#### Data supplied

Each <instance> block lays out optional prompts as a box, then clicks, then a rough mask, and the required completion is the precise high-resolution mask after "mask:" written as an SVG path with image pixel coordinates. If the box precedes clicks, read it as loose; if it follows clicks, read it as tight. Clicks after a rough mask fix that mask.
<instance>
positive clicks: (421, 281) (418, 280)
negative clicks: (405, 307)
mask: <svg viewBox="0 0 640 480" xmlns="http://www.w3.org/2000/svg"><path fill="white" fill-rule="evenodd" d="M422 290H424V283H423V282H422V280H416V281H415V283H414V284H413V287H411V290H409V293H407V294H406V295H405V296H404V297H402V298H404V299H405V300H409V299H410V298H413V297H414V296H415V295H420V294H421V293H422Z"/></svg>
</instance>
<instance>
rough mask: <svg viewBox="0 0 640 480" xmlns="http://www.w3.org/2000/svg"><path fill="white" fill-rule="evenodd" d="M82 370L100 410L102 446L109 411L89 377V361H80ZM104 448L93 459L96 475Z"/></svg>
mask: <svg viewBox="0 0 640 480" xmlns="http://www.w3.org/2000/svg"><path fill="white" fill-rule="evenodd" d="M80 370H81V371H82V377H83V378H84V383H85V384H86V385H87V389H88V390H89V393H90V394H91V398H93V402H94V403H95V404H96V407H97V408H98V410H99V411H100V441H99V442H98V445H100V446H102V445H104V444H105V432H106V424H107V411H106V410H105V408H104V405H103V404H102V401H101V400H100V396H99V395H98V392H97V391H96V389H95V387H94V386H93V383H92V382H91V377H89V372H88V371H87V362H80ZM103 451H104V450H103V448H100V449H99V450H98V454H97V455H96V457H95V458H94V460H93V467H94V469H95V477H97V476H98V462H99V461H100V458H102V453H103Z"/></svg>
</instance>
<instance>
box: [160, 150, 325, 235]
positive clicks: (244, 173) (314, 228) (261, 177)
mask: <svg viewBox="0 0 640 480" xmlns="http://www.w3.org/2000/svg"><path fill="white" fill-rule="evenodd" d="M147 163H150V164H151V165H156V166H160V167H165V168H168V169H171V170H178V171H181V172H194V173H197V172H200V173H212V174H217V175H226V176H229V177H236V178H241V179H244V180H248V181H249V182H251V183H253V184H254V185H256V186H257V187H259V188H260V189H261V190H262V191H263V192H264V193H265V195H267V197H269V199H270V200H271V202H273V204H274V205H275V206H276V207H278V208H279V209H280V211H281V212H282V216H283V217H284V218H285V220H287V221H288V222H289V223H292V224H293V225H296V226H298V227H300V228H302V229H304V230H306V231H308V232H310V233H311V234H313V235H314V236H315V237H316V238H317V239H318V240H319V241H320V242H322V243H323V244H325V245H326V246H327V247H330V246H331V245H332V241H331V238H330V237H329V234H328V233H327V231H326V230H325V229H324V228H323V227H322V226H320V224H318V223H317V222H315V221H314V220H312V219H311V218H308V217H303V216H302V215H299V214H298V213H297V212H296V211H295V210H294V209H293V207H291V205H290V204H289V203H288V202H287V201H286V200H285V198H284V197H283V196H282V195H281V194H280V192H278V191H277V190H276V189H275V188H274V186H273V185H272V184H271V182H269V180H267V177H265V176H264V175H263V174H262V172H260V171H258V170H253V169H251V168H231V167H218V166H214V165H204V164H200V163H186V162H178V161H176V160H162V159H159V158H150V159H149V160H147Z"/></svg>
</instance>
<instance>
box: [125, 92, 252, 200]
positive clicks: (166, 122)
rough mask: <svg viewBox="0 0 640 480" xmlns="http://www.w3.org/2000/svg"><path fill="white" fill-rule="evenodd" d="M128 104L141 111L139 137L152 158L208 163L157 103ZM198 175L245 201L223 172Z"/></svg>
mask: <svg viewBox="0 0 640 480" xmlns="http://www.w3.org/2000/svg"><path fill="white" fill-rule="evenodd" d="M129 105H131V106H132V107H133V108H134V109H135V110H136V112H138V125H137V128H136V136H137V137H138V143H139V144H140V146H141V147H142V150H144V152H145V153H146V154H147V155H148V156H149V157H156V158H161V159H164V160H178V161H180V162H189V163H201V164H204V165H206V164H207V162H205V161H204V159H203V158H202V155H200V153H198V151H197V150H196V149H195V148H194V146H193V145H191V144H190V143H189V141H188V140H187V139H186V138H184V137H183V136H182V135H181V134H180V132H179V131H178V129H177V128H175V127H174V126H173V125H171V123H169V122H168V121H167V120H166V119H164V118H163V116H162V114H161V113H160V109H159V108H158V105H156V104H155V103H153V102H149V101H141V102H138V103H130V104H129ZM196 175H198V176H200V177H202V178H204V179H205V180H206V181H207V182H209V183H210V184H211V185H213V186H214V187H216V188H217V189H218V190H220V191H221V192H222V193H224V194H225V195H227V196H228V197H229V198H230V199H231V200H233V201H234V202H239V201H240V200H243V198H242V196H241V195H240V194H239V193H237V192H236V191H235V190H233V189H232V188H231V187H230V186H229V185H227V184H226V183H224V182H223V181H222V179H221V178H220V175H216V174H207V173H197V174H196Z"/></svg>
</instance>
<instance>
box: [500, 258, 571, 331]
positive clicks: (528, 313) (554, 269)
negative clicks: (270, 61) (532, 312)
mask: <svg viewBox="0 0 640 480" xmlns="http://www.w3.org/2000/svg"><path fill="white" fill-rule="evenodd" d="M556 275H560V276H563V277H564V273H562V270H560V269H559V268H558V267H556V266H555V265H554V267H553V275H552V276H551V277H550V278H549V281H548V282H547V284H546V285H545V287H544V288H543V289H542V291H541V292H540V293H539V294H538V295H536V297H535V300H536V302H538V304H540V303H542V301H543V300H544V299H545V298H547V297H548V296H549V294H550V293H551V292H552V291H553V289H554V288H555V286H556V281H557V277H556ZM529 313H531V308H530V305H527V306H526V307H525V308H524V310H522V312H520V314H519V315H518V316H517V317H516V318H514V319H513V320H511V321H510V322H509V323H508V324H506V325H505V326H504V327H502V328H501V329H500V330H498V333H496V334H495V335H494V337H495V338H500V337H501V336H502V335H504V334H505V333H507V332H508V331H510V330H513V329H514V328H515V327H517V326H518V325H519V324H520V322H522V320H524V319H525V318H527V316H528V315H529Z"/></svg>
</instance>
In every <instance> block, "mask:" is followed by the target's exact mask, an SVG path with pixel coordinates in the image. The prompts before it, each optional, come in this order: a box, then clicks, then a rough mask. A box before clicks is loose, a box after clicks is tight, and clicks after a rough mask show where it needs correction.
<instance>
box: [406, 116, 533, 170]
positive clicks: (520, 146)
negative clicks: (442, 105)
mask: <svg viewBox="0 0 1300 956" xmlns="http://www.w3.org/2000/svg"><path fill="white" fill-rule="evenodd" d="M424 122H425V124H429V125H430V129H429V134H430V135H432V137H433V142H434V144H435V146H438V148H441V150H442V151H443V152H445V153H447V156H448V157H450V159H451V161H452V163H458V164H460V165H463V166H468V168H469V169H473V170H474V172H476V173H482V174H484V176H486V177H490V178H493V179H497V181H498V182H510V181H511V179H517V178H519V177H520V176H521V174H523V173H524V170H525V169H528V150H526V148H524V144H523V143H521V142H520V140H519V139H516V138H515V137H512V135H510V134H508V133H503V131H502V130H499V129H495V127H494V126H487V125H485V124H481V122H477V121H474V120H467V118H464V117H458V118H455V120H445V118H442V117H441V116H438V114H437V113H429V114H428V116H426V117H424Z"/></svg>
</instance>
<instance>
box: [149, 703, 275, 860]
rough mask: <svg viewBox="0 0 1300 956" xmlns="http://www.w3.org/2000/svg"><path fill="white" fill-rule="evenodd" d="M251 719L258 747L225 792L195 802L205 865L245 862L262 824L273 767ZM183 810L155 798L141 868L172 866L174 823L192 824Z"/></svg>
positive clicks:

########

What is being asked: How many lines of the entries above contain the string "negative", with case counting? Reply with the number alone.

Answer section: 3